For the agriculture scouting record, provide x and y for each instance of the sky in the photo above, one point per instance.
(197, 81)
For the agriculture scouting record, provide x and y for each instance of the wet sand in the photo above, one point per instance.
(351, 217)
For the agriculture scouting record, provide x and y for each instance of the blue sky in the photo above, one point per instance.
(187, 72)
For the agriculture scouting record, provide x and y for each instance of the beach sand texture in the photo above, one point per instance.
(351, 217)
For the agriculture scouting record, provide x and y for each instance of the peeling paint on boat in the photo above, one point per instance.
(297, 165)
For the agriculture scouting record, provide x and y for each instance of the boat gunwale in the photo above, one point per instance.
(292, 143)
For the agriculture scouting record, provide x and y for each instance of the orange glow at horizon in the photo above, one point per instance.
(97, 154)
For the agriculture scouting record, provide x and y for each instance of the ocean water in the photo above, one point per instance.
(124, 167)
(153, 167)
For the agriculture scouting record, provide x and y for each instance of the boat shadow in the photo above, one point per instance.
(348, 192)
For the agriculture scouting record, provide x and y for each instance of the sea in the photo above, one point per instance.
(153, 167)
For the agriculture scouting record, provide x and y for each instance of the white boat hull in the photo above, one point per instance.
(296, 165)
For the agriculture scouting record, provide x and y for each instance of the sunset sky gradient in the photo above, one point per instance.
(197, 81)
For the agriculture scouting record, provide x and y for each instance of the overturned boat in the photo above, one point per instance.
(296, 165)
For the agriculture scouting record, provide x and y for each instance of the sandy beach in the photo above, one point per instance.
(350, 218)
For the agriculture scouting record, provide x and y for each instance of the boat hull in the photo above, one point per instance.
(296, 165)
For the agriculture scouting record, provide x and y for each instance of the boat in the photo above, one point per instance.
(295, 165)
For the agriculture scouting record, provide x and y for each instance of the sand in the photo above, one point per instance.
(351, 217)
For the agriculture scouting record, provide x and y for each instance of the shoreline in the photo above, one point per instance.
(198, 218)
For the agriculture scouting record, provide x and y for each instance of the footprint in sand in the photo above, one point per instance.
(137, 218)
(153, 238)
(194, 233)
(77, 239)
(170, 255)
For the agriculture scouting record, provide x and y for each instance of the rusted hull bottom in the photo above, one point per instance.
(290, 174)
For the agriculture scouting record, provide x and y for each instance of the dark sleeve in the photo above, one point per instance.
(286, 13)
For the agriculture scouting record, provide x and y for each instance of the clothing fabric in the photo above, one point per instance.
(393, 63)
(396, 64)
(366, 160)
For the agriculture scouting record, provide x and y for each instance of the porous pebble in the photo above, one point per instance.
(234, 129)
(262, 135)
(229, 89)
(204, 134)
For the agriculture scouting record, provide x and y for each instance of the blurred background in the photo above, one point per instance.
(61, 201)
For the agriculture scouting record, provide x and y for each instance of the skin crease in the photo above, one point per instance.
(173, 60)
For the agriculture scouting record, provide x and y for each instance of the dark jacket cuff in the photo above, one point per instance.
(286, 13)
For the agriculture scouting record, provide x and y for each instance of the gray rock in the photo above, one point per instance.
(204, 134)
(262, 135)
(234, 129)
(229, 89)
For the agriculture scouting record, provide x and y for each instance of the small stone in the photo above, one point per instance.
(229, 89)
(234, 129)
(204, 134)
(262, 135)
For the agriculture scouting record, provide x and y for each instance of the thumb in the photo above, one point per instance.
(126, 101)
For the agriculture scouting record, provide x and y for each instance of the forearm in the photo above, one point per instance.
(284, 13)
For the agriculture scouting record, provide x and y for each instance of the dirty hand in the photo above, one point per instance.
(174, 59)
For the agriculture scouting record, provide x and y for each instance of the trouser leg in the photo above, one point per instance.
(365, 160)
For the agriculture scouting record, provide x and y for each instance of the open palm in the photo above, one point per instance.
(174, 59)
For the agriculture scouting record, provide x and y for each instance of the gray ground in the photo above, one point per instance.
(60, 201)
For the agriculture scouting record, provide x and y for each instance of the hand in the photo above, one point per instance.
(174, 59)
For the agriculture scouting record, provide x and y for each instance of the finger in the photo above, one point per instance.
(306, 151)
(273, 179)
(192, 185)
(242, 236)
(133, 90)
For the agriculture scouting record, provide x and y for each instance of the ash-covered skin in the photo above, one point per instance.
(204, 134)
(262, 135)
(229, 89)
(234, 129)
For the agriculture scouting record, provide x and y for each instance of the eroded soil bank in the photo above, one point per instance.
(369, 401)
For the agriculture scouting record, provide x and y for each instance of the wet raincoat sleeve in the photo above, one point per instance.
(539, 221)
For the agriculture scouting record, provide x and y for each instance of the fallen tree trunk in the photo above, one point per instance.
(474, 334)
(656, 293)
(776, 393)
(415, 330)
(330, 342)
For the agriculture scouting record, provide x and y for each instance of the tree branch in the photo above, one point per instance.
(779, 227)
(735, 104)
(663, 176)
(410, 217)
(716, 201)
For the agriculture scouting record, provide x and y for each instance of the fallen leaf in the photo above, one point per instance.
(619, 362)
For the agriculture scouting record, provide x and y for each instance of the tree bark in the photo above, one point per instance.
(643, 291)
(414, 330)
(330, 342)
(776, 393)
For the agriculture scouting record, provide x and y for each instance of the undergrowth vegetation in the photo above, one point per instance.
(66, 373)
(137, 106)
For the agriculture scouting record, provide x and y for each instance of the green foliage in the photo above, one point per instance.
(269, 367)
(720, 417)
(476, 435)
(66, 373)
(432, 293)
..........
● CHALLENGE
Reproduce all the rows above verbatim, in their original order and with their original line breaks.

● OUTPUT OF THE EXERCISE
For the agriculture scouting record, provide x and y for each instance of the sky in the photo above, one point per instance.
(197, 81)
For the agriculture scouting record, provide x and y for each instance of the wet sand in the photo above, one point per instance.
(351, 217)
For the agriculture scouting record, provide x and y for each instance of the blue sky in the photo above, one point per instance.
(187, 72)
For the agriculture scouting record, provide x and y for each instance of the beach sand texture in the photo above, one point per instance.
(351, 217)
For the agriculture scouting record, provide x and y for each instance of the peeling paint on boat in the photo above, one point per instance.
(297, 165)
For the agriculture scouting record, provide x and y for each instance of the boat gunwale in the photo above, one point per instance.
(292, 143)
For the agriculture scouting record, provide x and y for each instance of the orange glow at horizon in the photo above, one point per instance.
(97, 154)
For the agriculture scouting record, provide x and y for each instance of the ocean water in the photo above, one point per instance.
(124, 167)
(153, 167)
For the agriculture scouting record, provide x and y for each instance of the boat shadow in the photo above, one point per instance.
(348, 192)
For the agriculture scouting record, provide x and y for each instance of the sea in the photo above, one point per instance.
(153, 167)
For the agriculture scouting record, provide x and y for each instance of the white boat hull in the photo above, one point per instance.
(296, 165)
For the agriculture scouting record, provide x and y for each instance of the sunset sky gradient in the photo above, one point per instance.
(197, 81)
For the agriculture scouting record, provide x and y for each instance of the overturned boat in the photo above, one point per instance.
(296, 165)
For the agriculture scouting record, provide x and y for each instance of the sandy beach in the photo above, one point per instance.
(350, 218)
For the agriculture scouting record, provide x and y for each instance of the boat hull in the photo above, one point per instance.
(296, 165)
For the agriculture scouting record, provide x and y for each instance of the boat in the photo above, one point per instance.
(295, 165)
For the agriculture scouting record, provide x and y for each instance of the sand in the photo above, one point per instance.
(351, 217)
For the agriculture scouting record, provide x and y for each instance of the shoreline in the photo above, one point per instance.
(198, 218)
For the agriculture scouting record, provide x and y for each instance of the footprint in sand in the photo above, one point per instance.
(137, 218)
(153, 238)
(194, 233)
(77, 239)
(170, 255)
For the agriculture scouting record, provide x and y for each instance of the rusted hull bottom in the photo above, one point per instance.
(290, 174)
For the agriculture scouting record, provide x and y for each instance of the dark sleeve in the photo above, one point per instance.
(286, 13)
For the agriculture scouting record, provide x and y for each instance of the clothing fabric in the photo above, one point per instance.
(393, 63)
(396, 64)
(366, 160)
For the agriculture scouting record, provide x and y for each instance of the porous pebble in the photo above, one point per instance.
(234, 129)
(262, 135)
(229, 89)
(204, 134)
For the agriculture scouting record, provide x and y for each instance of the blurred background in the photo above, one point per instance.
(61, 201)
For the agriculture scouting record, provide x and y for each instance of the skin crease in the photo above, one point per instance.
(173, 60)
For the agriculture scouting record, provide x and y for each instance of the dark jacket cuff in the photo above, one point per instance.
(286, 13)
For the agriculture scouting record, provide x and y for each instance of the gray rock in the photo above, one point per instance.
(204, 134)
(262, 135)
(234, 129)
(229, 89)
For the agriculture scouting record, provide x and y for each instance of the small stone in the photo above, one point per instance.
(229, 89)
(234, 129)
(204, 134)
(262, 135)
For the agriculture scouting record, provide x and y for each instance of the thumb in the photo above, one point per instance.
(126, 101)
For the agriculture scouting record, provide x and y for each instance of the forearm in the photo above, one point per instance.
(284, 13)
For the agriculture scouting record, provide x and y for each instance of the dirty hand in the photo above, one point per instance.
(174, 59)
For the agriculture scouting record, provide x and y for each instance of the trouser leg in the photo above, one point per instance.
(365, 160)
For the agriculture scouting record, provide x and y for each instance of the open palm in the photo above, one point per instance.
(174, 59)
For the agriculture scouting record, provide x and y for each instance of the gray ground in the photo above, one point per instance.
(60, 201)
For the agriculture scouting record, provide x and y for each instance of the hand in the photo above, one point per instance.
(174, 59)
For the agriculture scouting record, provide x and y for each instance of the finger in the photo above, one point per instance.
(306, 151)
(273, 179)
(192, 185)
(242, 236)
(133, 90)
For the agriculture scouting record, provide x and y for each instance of the ash-covered skin in the photo above, one point per instance.
(204, 134)
(262, 135)
(229, 89)
(234, 129)
For the agriculture scouting record, provide x and y for each instance of the eroded soil bank in the photo above, one point per instance.
(369, 401)
For the agriculture scouting record, provide x and y for each instance of the wet raincoat sleeve in the photo above, one point per instance.
(539, 221)
For the agriculture scouting record, provide x and y for each instance of the fallen tree trunk in the photo above, one point per instance.
(474, 334)
(656, 293)
(776, 393)
(415, 330)
(330, 342)
For the agriculture scouting record, provide x and y for each instance of the tree branch in the photo above, one point per instance.
(779, 227)
(735, 104)
(663, 176)
(410, 217)
(716, 201)
For the agriculture scouting record, provide x and y for each instance of the fallen leaf in the photo above, one point per instance.
(619, 362)
For the agriculture scouting record, provide x and y for each instance of the tree bark in the photo above, one point per instance.
(643, 291)
(414, 330)
(330, 342)
(776, 393)
For the agriculture scouting record, provide x and y for each instance of the undergrowth vegetation in the photo above, one point per instance.
(66, 373)
(137, 106)
For the agriculture scouting record, provide x and y for each instance of the green foliage in the photo above, one point per instance.
(269, 367)
(720, 417)
(476, 435)
(66, 373)
(432, 293)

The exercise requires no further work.